(Items from a dataset)
****************

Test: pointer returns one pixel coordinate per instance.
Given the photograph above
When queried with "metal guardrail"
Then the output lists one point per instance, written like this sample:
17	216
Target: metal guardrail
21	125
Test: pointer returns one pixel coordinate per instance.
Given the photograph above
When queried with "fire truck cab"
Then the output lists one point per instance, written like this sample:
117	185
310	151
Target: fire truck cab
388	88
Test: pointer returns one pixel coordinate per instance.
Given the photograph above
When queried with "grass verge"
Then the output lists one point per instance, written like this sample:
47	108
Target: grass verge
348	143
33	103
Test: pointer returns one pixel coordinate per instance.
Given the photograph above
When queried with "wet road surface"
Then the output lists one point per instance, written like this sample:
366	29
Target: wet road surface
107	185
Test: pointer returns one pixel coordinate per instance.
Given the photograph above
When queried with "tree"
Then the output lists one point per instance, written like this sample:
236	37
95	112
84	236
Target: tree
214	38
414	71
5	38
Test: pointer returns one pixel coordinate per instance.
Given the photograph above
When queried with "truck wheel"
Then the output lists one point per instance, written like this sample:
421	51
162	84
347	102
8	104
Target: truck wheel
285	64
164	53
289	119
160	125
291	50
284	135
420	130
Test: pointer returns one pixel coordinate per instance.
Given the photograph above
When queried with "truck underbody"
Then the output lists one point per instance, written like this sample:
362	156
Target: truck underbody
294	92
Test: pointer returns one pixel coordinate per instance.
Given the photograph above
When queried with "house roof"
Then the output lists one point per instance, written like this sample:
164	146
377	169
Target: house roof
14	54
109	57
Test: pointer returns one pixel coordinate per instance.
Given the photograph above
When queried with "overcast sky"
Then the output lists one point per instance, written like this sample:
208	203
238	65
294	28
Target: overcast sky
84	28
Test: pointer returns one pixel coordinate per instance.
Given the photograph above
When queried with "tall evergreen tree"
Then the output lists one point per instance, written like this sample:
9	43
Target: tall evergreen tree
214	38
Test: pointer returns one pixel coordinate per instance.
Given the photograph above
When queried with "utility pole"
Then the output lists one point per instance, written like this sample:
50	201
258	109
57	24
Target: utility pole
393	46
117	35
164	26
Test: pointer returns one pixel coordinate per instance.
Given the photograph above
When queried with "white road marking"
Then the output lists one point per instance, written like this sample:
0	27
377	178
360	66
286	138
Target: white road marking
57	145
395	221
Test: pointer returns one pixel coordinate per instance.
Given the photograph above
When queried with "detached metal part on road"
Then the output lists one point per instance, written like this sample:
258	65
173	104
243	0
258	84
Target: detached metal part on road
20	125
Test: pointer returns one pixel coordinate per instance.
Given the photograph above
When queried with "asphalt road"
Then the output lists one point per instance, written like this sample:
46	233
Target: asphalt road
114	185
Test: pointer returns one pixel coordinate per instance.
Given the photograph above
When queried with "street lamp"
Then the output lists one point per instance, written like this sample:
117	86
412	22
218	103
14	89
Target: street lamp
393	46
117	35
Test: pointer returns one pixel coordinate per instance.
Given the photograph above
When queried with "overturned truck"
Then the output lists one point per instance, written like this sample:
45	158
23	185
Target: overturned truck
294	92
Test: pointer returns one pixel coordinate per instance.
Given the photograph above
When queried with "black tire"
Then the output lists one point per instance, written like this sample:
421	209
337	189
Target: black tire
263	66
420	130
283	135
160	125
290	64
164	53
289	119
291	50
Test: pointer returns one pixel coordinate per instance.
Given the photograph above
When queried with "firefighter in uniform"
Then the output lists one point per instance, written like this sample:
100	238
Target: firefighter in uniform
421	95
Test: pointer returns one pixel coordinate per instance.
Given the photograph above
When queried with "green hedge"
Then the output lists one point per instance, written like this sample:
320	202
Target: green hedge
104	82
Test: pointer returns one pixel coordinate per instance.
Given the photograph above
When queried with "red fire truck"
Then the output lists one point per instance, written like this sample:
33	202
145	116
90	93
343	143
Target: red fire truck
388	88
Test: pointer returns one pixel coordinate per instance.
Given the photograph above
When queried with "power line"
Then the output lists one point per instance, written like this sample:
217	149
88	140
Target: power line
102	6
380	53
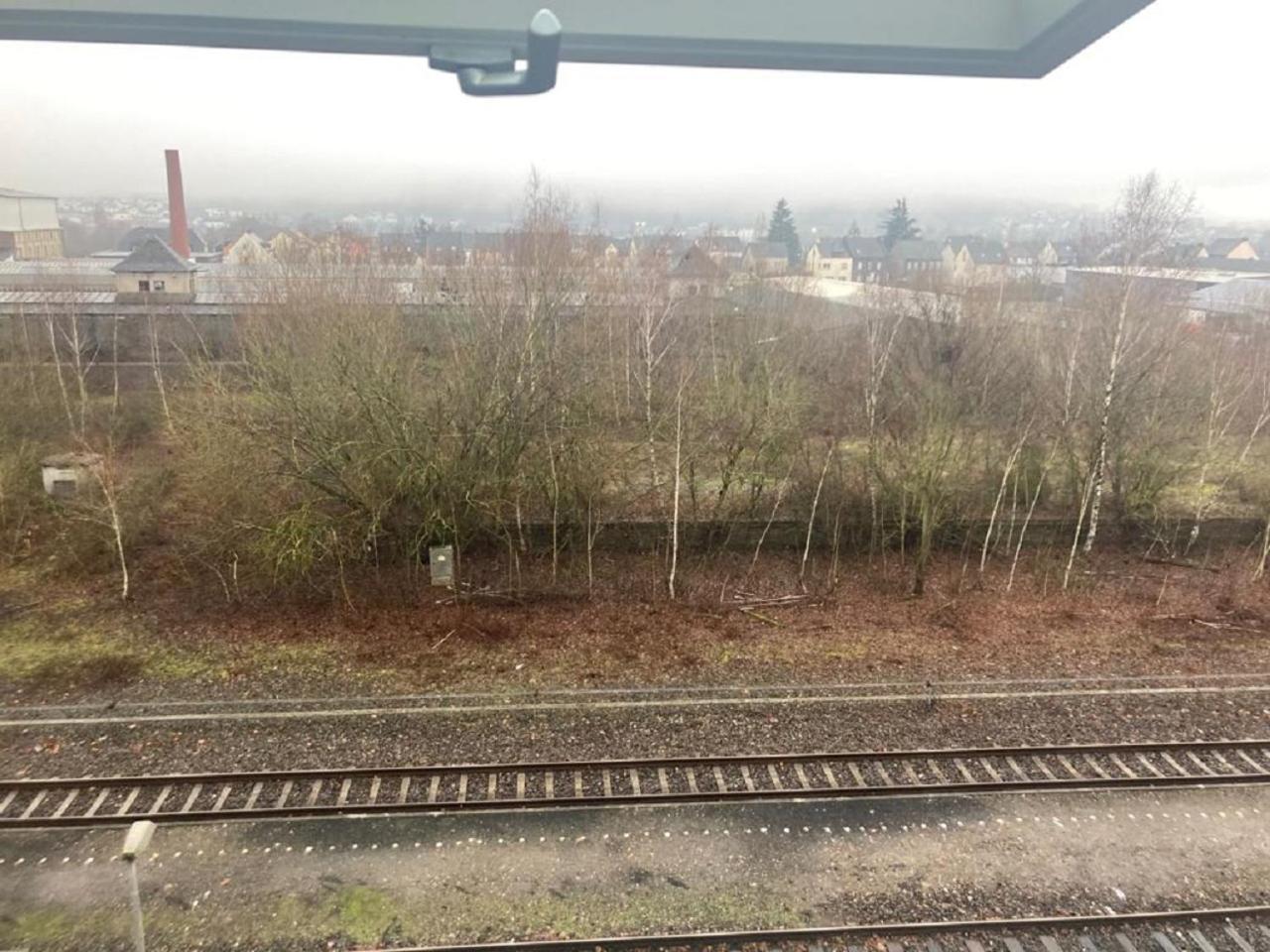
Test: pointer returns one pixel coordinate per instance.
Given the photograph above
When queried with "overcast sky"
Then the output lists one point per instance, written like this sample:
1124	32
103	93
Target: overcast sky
1180	87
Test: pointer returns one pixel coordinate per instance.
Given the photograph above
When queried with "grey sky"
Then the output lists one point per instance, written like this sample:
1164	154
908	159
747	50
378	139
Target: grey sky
1179	87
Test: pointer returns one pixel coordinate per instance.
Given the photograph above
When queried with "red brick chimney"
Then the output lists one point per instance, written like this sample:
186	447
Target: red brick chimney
178	225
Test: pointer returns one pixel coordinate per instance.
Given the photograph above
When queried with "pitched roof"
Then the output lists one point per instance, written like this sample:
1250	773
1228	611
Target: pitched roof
695	263
154	257
1066	252
1238	296
135	238
767	249
865	246
1026	249
1220	248
16	193
721	244
984	252
917	250
830	246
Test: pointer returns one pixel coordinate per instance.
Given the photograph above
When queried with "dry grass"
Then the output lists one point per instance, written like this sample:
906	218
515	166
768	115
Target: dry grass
1125	617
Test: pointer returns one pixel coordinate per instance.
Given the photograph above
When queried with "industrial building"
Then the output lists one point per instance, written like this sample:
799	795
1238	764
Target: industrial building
30	230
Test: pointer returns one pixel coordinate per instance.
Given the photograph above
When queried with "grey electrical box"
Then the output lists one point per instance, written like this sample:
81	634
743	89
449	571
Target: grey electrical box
441	565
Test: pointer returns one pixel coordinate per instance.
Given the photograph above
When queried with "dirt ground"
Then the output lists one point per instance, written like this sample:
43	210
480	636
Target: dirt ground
1123	616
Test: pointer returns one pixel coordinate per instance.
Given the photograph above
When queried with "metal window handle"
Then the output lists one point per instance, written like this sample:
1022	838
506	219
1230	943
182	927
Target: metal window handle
492	72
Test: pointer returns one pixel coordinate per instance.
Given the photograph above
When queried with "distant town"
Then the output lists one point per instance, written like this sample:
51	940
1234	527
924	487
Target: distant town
148	252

****************

__REQUEST__. Omit pictures; set down the rest of the material word for word.

__CORRECT RESPONSE__.
Test: pointer returns one pixel coordinate per instance.
Given the photograph above
When queried with "metal guardrail"
Then the output lists one point per instance, written like this sample:
17	216
Target: metal guardrail
21	125
Test: pointer returns one pixel coordinate per instance.
Given the photograph above
When queried with "fire truck cab"
Then the output lists one point per instance, written like this sample:
117	185
310	151
Target: fire truck cab
388	88
Test: pointer returns one pixel coordinate per instance.
Given the photograph above
When queried with "grass verge"
Then the output lists one point per instance, written like this sample:
47	108
Target: grass verge
348	143
33	103
Test: pointer returns one pixel coordinate per instance.
Given the photograph above
When queried with "wet road surface"
Then the output lists one point per instance, written like this sample:
366	29
Target: wet road surface
107	185
Test: pointer returns one pixel coordinate per instance.
Given the photograph above
When queried with "tree"
Then the output lists one point per instance, written like this sample:
236	37
95	112
84	236
Target: tree
214	38
414	71
5	38
Test: pointer returns one pixel coordinate per instance.
Given the photograph above
When queried with "truck wheel"
Then the output lists one point per instance, written like this sample:
421	51
162	84
347	102
8	104
Target: truck wheel
285	64
164	53
289	119
160	125
291	50
284	135
420	130
Test: pointer returns one pixel coordinate per instance.
Given the photograph above
When queried with "truck underbody"
Then the output lists one point per instance, written like this sample:
362	156
Target: truck underbody
294	92
Test: pointer returns one pixel coordinate per instance.
Given the photograph above
When queried with "house roof"
Then the output lists one point per instance, written like this sample:
164	146
377	169
Target: house roof
14	54
109	57
Test: pointer returns one pixel coordinate per instance.
Given the photograph above
When queried with "overcast sky"
Then the output lists one point per instance, written like this sample:
208	203
238	65
294	28
Target: overcast sky
84	28
Test: pointer returns one pixel coordinate per instance.
Given the photograph above
When queried with "tall evergreen tree"
Then the output lists one point per instance, written like this sample:
9	43
Target: tall evergreen tree
214	38
Test: pointer returns one pixel coordinate per instance.
Given the photograph above
When queried with "utility pole"
Then the output lists one point per instance, written like this sample:
50	201
258	109
57	24
Target: utility pole
393	46
117	35
164	26
Test: pointer returns one pixel coordinate per instance.
Given the photograph above
When queried with "white road marking"
Then the output lists one point per instance, written like this sample:
0	27
377	178
360	66
286	138
Target: white road marking
57	145
395	221
Test: pointer returns one pixel coordinate per instance.
Given the photograph above
When queried with "detached metal part on road"
Then the output lists one point per instance, written like this sample:
258	65
173	104
243	0
258	84
Target: detached metal part on road
20	125
Test: pointer returns one pixel coordinate per instance.
Given the photograph above
When queried with "asphalt road"
Then the output lists one point per instance, written like this sample:
46	233
Target: asphalt road
114	185
Test: pointer returns one pixel coordinate per instance.
Given the photograph above
When queried with "street lamp"
Then the output lists one point per instance, written like this sample:
117	86
412	22
218	103
14	89
Target: street lamp
393	46
117	35
Test: pointer returns one pixel coordinate per instance.
Given the photograph above
When queried with "overturned truck"
Then the output lists one point per instance, written like this sample:
45	158
23	185
Target: overturned truck
294	92
Test: pointer returns one pixel coordinate per instance.
Given the photograph above
When queried with "black tire"
Then the output lists one point per instance, written like this sample:
421	209
337	189
Target: black tire
263	66
420	130
283	135
160	125
290	64
164	53
289	119
291	50
Test: pointer returns one pixel coordinate per instance.
Given the photograph above
When queried with "firefighter in uniform"
Then the output lists one point per instance, written like this sample:
100	238
Target: firefighter in uniform
421	95
Test: pointer returns one pixel coordinate per instance.
Given the photograph above
When queried with "green hedge"
Then the output lists one point per instance, written like this sample:
320	202
Target: green hedge
104	82
Test: pointer returns one pixel coordinate per instance.
Given the photograph above
When queried with "red fire truck"
Then the output lists one point per instance, written like this sample:
33	202
145	116
90	93
343	143
Target: red fire truck
388	88
Test: pointer returns one pixel coordinate per instance.
Given the photograph above
When queried with "power line"
Then the output lists one point per instance, written like this sample:
217	149
88	140
Target: power line
102	6
380	53
Test: pointer returns one pixel coordinate per instance.
Given the photograph above
When queried with "overcast sky"
Then the output lists one point per instance, written like this sample:
1124	32
103	93
Target: overcast sky
1180	87
Test: pointer returns one pixel coordinate per instance.
Given the photograph above
When queried with "grey sky"
Then the output lists one point per instance, written like this sample:
1164	154
908	159
747	50
378	139
Target: grey sky
1179	87
Test: pointer returns one pixel coordinate per instance.
Given the photograph above
When queried with "red brick chimney"
Then the output lists one point per instance, written like this sample:
186	447
Target: red brick chimney
178	225
Test: pointer returns one pixel coordinate per instance.
Given the photograph above
When queried with "pitched roof"
Then the output lists one point per instance, written like this sample:
1250	773
1228	611
Target: pitched roof
695	263
154	257
1066	252
1238	296
135	238
767	249
865	246
1026	249
1220	248
16	193
721	244
984	252
917	250
830	246
Test: pointer returns one pixel coordinate per instance.
Given the photograph above
When queried with "dry grass"
Then the output lists one point per instance, written like this sample:
906	218
515	166
768	115
Target: dry grass
1125	617
Test: pointer returns one pixel coordinate per instance.
Given the photograph above
When queried with "industrial building"
Then the output lists one point per instance, written like this sample:
799	795
1238	764
Target: industrial building
30	230
Test: pointer returns one pixel coordinate per instance.
Given the photograph above
When queried with "grey electrical box"
Then the output lists one point per instance, written like this sample:
81	634
743	89
449	571
Target: grey electrical box
441	565
Test: pointer returns one pixel coordinate per instance.
Given the photograph above
When queried with "dirt ground"
Then the output lists one point per instance, written like this sample:
43	210
480	636
Target: dirt ground
1123	616
Test: pointer returns one pixel coordinate per instance.
Given the photograph above
When queried with "metal window handle"
Then the output lists one point per instance, written like this sample:
1022	838
506	219
1230	943
182	927
Target: metal window handle
492	72
Test: pointer returns one pixel coordinate per instance.
Given the photograph above
When queried with "distant town"
Then the output lists one point per instance, written like this sample:
51	940
1234	527
924	487
Target: distant town
148	252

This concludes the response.